Written instruction:
Show every line of the entries that contains the word "jacket". Case counts.

-----

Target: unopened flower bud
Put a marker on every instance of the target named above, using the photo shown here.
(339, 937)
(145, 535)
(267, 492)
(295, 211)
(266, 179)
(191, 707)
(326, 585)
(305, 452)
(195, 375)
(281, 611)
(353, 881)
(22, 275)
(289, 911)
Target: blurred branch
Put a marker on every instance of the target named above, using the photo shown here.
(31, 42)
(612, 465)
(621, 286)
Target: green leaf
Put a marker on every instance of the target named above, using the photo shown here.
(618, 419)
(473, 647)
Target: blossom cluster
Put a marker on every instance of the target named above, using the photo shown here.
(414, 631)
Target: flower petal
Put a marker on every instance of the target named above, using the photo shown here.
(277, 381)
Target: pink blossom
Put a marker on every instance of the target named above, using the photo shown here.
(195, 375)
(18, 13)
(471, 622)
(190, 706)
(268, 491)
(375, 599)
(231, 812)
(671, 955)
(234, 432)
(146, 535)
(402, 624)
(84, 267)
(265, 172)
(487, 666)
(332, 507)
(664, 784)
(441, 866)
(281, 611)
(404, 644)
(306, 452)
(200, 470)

-----

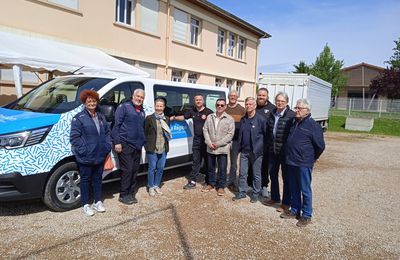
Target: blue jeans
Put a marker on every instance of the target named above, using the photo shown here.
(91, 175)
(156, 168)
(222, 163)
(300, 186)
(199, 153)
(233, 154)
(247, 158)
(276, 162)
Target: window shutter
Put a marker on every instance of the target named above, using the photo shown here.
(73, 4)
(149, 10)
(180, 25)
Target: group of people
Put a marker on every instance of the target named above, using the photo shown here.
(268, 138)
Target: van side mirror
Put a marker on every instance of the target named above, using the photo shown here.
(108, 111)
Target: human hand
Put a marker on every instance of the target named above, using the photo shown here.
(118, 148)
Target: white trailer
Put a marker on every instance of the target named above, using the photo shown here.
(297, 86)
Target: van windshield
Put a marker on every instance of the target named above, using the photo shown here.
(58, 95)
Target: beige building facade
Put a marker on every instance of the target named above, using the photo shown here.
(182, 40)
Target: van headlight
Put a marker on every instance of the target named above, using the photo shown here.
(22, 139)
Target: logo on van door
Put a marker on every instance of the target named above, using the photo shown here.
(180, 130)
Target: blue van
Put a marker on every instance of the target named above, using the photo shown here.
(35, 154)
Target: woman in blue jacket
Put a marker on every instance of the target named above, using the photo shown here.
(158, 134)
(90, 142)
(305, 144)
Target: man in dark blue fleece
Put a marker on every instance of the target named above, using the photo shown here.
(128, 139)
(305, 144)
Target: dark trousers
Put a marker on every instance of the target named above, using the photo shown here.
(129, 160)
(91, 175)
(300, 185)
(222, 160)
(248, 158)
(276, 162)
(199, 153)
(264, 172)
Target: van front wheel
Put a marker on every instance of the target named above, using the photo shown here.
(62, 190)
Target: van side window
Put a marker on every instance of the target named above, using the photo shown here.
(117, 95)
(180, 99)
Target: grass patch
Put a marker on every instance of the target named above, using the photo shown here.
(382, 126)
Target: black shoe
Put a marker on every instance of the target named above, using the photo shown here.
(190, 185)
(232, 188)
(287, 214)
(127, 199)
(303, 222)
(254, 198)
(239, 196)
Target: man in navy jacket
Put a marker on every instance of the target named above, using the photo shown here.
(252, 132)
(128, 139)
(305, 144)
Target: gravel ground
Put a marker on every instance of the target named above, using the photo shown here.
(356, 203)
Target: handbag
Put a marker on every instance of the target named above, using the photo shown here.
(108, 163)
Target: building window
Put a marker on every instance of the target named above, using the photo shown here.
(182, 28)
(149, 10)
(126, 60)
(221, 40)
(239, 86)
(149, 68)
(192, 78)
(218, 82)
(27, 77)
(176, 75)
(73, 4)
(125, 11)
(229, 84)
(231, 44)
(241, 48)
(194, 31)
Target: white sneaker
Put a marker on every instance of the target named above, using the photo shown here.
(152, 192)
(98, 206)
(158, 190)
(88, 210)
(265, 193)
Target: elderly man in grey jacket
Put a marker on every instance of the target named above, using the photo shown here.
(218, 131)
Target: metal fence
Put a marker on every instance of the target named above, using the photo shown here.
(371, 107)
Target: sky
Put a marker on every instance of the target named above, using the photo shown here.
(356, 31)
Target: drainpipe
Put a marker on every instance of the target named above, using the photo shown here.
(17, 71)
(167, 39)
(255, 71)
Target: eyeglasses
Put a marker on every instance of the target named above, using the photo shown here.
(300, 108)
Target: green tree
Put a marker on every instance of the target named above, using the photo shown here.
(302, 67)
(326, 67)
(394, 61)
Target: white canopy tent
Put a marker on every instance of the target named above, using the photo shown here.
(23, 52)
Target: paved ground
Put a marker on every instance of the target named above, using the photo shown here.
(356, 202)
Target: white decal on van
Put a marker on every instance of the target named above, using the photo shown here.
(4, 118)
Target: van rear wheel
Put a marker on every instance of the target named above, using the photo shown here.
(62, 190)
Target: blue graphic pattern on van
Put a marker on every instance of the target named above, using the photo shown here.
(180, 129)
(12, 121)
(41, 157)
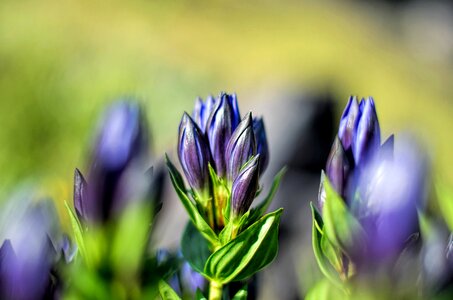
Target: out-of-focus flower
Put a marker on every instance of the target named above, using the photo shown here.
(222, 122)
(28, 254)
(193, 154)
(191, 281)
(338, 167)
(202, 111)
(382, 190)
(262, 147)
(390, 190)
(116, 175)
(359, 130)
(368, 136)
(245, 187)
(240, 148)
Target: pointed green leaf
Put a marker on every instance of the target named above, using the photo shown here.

-----

Answer for this exercise:
Target: woman in blue jacket
Target: man in navy jacket
Target: elderly man in grey jacket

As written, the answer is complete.